**Task statement**
Rewrite the data below, replacing "farthest from its outline" with "farthest from its edges" everywhere and leaving everything else unchanged.

**Excerpts of pointing data**
---
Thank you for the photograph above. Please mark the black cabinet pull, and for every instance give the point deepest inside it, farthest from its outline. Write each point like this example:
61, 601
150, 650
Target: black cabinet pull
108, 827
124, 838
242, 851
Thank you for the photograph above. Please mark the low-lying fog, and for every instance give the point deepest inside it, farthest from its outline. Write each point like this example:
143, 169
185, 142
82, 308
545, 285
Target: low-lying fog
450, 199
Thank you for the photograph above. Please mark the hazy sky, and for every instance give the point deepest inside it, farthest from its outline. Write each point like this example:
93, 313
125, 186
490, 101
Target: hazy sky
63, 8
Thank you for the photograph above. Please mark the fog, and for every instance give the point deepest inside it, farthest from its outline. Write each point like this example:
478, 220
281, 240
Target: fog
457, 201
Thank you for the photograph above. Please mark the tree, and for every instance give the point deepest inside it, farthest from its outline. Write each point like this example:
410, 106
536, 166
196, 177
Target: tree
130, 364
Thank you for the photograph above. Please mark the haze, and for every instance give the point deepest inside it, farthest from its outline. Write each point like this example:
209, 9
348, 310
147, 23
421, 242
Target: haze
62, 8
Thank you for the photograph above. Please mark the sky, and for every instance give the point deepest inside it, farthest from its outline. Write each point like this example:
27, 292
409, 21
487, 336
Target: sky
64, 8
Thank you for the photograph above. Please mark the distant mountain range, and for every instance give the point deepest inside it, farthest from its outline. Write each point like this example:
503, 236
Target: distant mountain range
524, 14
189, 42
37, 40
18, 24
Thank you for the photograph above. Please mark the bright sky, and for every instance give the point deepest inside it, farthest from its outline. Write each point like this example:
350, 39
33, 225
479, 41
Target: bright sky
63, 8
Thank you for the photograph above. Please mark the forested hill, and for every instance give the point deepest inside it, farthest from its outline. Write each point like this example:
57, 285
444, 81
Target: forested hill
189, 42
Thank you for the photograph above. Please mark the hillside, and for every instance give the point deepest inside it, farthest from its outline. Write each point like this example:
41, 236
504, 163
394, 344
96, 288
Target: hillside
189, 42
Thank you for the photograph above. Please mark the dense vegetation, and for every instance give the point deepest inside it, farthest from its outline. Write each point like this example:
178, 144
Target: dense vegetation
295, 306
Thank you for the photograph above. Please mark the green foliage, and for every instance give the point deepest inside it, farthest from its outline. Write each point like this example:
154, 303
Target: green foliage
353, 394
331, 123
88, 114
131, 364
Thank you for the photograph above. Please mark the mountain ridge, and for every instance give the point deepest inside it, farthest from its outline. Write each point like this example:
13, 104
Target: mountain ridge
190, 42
---
**Reply**
Thank you for the photograph above. Please mark the black cabinet pull, and for every instance give the point deepest inside it, farthest from its edges. Write each point like this example:
61, 601
150, 650
Target: black cabinet pull
108, 827
124, 838
242, 851
Thank you for the photograph above. Please mark the low-lying fog, and for every instance give the point deepest inside it, farthest from its edges. Write each point like this example:
143, 169
185, 142
82, 308
545, 285
Target: low-lying fog
450, 199
Thank you for the photograph above. Please mark the hazy sky, and for every instance give the point deepest inside it, farthest from its edges. Write each point like this example:
93, 313
125, 186
490, 101
Target: hazy sky
63, 8
Thank you for the photograph above. Please mark the fog, and for every instance give the point deepest inside it, farthest from its edges. Write each point like this example:
478, 220
281, 240
Target: fog
457, 201
Thank you for the photograph above. Please mark the tree, and for every instance give the point deepest inside it, farthest from its edges. Write each point like this example:
410, 106
536, 166
196, 177
Target: tree
130, 364
Thank you for the photograph above. Please mark the haze, and for every instance give the point deepest inside it, farthest from its edges. Write each point like this example:
209, 9
348, 310
147, 23
421, 242
Target: haze
62, 8
Thank you for the photograph above. Please mark the sky, and for every instance give the point deepest inside it, farthest from its edges. Write each point like this example:
27, 292
409, 21
487, 336
Target: sky
64, 8
Thank you for the photograph above. Please mark the distant mountain range, and for every instance give the point deepest inside it, farthest from its edges. Write each point like this example:
503, 236
Target: distant mountain range
524, 14
189, 42
37, 40
18, 24
Thank you for the photograph above. Please mark the bright sky, and for every instance give the point deepest inside it, farthest from its edges. Write each point like this example:
350, 39
33, 225
479, 41
Target: bright sky
63, 8
Thank you for the photograph above. Please mark the forested hill, and for every instance give the point deepest inside it, farthest from its edges. Write each point like this example:
57, 285
444, 81
Target: forested hill
189, 42
Thank you for the photograph above. Please mark the hillside, and for every instance give the point deepest inside it, farthest from its edges. Write each point like this example:
41, 236
504, 163
394, 344
96, 288
Target: hillside
189, 42
Thank you for the photograph above. Please mark the dense vegetation, and for every instance give the point deepest inside it, farthest from its edges. Write each point like this example:
178, 144
Target: dense vegetation
295, 306
Thank you for the photograph above. Please mark the green foliage, and for every instance give the point deepest inside it, farthest from its edges. Write each point like this example:
154, 303
Target: green foliage
353, 394
331, 123
88, 114
131, 364
Thank you for the photograph above. Please mark the mountain ridge, and for every instance give the point deepest inside it, farthest from its edges. Write each point like this example:
13, 104
Target: mountain ridge
190, 42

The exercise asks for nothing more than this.